• TEXT SECTION
=== Section Start ===

I think the seasons bring about so many emotions at their change because they make the familiar become exotic. The first snow is magical because we are so unused to it having been without it for so long. We become numb to our surroundings until they change. We are excited until be become numb again. Of course, there are memories attached to these changes. The fall is such an evocative season for this reason. The scents, especially, bring back memories, but for some reason it is a different kind of memory – not a visual or aural memory but a deeper kind of sensation. A feeling of nostalgia and melancholy. The sense that something significant once happened of which you aren’t certain but can only feel. Melancholy because you are now distant from those people and times.
I once read some filmmaker saying that nostalgia can be so overpowering that he had to limit its strenght in a particular work. I find this interesting. I seek melancholy music and books—I think for the very reason of their power to stimulate feeling. Books like A River Runs Through It, which changed my mood for nearly a week, it was so emotionally engaging to me.

=== Section End ===

• TASKS FOR THIS EXERCISE
(a) In the essay on the seasons, why is the first snow magical?
(b) Rewrite the essay on the seasons from "I think the" to "people and times.", substituting "autumn" for "fall".
None of these lines are needed.

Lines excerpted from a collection

=== Section Start ===

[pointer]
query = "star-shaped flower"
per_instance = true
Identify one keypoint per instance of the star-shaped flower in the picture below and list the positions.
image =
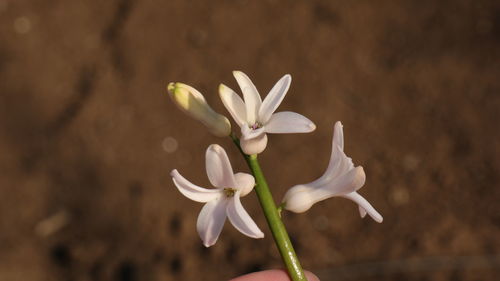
(257, 117)
(340, 179)
(221, 202)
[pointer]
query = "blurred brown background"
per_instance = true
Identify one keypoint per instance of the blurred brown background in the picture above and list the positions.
(88, 136)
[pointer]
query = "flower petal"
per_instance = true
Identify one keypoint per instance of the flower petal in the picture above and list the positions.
(289, 122)
(219, 170)
(339, 162)
(234, 104)
(240, 219)
(274, 98)
(344, 184)
(192, 191)
(211, 220)
(364, 205)
(250, 94)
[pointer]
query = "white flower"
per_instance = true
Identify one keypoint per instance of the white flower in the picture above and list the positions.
(222, 201)
(192, 102)
(340, 179)
(257, 117)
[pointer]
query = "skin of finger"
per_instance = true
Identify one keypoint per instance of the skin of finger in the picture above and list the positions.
(272, 275)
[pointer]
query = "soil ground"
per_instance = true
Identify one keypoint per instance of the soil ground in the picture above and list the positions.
(88, 136)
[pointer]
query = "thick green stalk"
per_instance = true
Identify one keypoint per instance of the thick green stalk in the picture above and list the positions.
(277, 227)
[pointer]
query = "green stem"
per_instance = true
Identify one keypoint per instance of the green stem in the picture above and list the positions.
(273, 218)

=== Section End ===

• ANSWERS TO EACH TASK
(a) Because we are so unused to it, having been without it for so long.

(b)
I think the seasons bring about so many emotions at their change because they make the familiar become exotic. The first snow is magical because we are so unused to it having been without it for so long. We become numb to our surroundings until they change. We are excited until be become numb again. Of course, there are memories attached to these changes. The autumn is such an evocative season for this reason. The scents, especially, bring back memories, but for some reason it is a different kind of memory – not a visual or aural memory but a deeper kind of sensation. A feeling of nostalgia and melancholy. The sense that something significant once happened of which you aren’t certain but can only feel. Melancholy because you are now distant from those people and times.